*TASK OBJECTIVE*. Transcribe exactly the lines from the one holding "Target: metal fence" to the end of the data below, including both of those lines and no others.

*EXERCISE DATA*.

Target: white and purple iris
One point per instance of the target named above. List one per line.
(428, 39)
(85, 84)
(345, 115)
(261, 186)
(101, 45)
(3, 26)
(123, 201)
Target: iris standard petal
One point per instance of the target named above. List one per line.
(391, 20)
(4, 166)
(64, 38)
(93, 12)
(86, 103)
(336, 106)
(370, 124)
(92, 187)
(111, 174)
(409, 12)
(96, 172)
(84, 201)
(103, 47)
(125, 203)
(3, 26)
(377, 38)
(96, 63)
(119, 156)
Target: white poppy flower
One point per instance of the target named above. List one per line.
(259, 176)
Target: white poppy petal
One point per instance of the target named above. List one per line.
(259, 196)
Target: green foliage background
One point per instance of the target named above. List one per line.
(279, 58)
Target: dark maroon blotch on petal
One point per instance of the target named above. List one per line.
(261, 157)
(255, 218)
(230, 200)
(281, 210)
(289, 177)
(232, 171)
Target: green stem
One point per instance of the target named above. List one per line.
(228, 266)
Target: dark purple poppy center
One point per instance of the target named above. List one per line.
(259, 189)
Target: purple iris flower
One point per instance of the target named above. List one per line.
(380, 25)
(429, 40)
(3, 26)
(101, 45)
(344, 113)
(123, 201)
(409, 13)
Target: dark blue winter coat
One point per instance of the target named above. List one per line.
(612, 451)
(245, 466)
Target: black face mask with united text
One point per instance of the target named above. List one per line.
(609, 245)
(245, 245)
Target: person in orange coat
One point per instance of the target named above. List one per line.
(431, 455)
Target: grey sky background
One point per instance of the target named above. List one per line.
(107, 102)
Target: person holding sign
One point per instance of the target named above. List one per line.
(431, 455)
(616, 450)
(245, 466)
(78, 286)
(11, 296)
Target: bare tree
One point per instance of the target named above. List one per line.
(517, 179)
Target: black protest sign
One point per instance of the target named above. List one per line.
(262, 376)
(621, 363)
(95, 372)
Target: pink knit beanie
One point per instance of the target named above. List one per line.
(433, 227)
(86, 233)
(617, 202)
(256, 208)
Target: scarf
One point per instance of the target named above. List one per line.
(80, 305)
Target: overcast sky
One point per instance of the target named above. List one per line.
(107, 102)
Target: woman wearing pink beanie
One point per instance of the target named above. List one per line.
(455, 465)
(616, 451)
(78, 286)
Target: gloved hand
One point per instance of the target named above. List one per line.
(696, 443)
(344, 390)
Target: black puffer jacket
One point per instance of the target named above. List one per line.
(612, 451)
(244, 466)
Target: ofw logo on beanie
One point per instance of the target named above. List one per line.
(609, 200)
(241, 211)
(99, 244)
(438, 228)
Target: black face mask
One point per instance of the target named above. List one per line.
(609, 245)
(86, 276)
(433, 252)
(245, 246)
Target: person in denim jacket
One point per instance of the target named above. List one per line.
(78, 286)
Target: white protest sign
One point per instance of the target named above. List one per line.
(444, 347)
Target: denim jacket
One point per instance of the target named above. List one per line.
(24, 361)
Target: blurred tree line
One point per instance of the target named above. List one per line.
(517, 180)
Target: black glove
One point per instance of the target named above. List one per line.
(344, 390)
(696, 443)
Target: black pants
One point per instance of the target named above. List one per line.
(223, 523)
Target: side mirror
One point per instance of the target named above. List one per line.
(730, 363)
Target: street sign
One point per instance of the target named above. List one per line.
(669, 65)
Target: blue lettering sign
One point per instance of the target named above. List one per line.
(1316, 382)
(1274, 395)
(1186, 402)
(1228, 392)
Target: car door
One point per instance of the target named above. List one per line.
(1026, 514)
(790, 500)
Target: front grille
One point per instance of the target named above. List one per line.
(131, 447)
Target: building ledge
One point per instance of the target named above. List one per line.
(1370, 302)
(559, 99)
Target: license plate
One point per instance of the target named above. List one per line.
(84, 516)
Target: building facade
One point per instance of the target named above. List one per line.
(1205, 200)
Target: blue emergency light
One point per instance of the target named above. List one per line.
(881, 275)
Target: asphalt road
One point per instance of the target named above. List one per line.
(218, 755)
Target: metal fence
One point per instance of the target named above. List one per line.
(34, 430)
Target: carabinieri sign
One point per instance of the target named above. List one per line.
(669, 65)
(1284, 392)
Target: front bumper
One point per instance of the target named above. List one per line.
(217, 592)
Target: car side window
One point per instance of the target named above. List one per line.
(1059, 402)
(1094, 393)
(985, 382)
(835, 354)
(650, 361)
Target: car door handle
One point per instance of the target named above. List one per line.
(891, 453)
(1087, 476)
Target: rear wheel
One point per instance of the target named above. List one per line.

*SOLUTION TO THIS TASK*.
Target: metal fence
One point per instance of the target named above. List one per line.
(34, 430)
Target: carabinieri sign
One point per instance of the target named above. List one per line.
(669, 65)
(1284, 392)
Target: front bumper
One point per instance of the target named above. List one per line.
(217, 592)
Target: car side window
One point per instance of the target named above. List one per line.
(1059, 402)
(1094, 393)
(985, 382)
(835, 354)
(650, 361)
Target: car door handle
One point per instance of the target named above. List one per line.
(891, 453)
(1087, 476)
Target: rear wheel
One point per instance of the target named above. List one per line.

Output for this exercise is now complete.